--- begin Input rows ---

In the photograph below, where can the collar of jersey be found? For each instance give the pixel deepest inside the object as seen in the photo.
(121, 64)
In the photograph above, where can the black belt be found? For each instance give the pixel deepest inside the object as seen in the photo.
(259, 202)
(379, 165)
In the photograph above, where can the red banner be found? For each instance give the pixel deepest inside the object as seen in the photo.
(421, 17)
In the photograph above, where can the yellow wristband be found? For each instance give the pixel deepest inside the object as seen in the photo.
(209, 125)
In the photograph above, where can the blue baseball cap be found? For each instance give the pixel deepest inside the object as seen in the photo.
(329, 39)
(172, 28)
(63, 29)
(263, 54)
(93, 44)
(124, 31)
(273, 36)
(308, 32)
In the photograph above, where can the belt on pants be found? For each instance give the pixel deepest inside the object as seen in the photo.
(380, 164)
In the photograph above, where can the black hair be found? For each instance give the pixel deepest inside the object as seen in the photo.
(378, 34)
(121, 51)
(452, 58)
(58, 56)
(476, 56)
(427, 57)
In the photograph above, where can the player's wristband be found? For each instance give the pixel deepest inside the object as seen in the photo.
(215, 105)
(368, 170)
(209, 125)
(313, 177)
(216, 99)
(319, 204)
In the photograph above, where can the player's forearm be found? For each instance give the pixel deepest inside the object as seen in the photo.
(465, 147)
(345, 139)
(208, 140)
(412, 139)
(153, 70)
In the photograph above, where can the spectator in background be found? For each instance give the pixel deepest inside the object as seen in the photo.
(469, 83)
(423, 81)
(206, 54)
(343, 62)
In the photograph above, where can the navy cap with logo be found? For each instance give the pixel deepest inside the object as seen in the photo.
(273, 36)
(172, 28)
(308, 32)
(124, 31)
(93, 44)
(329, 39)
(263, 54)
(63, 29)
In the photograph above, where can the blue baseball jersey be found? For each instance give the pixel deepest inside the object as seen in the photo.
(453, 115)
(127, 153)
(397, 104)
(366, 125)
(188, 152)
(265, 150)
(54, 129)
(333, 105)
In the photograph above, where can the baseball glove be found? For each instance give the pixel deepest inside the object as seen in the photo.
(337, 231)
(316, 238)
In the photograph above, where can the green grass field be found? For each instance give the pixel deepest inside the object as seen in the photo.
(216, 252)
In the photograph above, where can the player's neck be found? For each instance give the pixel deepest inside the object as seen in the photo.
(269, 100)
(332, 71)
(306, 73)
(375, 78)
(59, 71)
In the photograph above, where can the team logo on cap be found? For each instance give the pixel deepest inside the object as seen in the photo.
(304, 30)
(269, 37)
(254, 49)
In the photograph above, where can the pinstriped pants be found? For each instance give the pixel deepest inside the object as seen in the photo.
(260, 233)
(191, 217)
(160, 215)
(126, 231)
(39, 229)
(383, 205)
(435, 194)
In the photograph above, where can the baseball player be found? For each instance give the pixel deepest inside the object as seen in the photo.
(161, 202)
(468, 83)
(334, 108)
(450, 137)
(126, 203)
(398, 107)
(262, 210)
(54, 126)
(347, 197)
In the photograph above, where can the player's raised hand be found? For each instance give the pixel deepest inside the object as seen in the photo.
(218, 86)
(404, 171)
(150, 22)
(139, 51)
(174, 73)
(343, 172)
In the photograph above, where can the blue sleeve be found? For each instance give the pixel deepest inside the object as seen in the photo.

--- end Input rows ---

Written problem:
Give again only the lines of the material above that run from the one with "In the photograph above, where can the blue baseball jersey" through the end, both included, exactly as they appear.

Result of this task:
In the photograph above, where can the blue baseball jersey be found? For each instance give the pixel deepest inside the object as seen in the photo.
(453, 115)
(127, 153)
(397, 104)
(366, 125)
(188, 152)
(265, 150)
(54, 129)
(333, 105)
In the photograph above, where can the baseball glove be found? For each instance give the pixel deepest inside the object as seen in the photo.
(337, 231)
(316, 238)
In the photograph above, where can the green grass field be found? For each instance give the pixel deepest inside the object as seen in the photo.
(216, 252)
In the photograph above, where can the player's neck be found? For each instance give the pixel deepest inside the object as seen in the photo.
(269, 100)
(332, 71)
(306, 73)
(375, 78)
(59, 71)
In the photograph above, where can the team logo on cap be found? For each instance give the pixel deepest inside the object as seen in the photo.
(304, 30)
(269, 37)
(254, 49)
In the photograph above, where can the pinstriped pants be found? For each instance give the pixel deepest inside the object as seen in the photo.
(260, 233)
(191, 217)
(160, 215)
(126, 231)
(39, 229)
(383, 205)
(435, 194)
In the photograph above, where can the baseball player be found? For each instance give the pixel deepest inside the object as seen in the photo.
(161, 202)
(468, 83)
(334, 108)
(450, 137)
(126, 203)
(398, 107)
(262, 210)
(54, 126)
(347, 197)
In the photograph above, where can the player's raised hand be found? For each instance give the pixel deepest inside the object as seen in the photo.
(218, 86)
(404, 171)
(150, 22)
(139, 51)
(174, 73)
(343, 172)
In the photograph above, where can the blue sleeve be found? For each instance give the pixel deepest inside the object as seen in the photo.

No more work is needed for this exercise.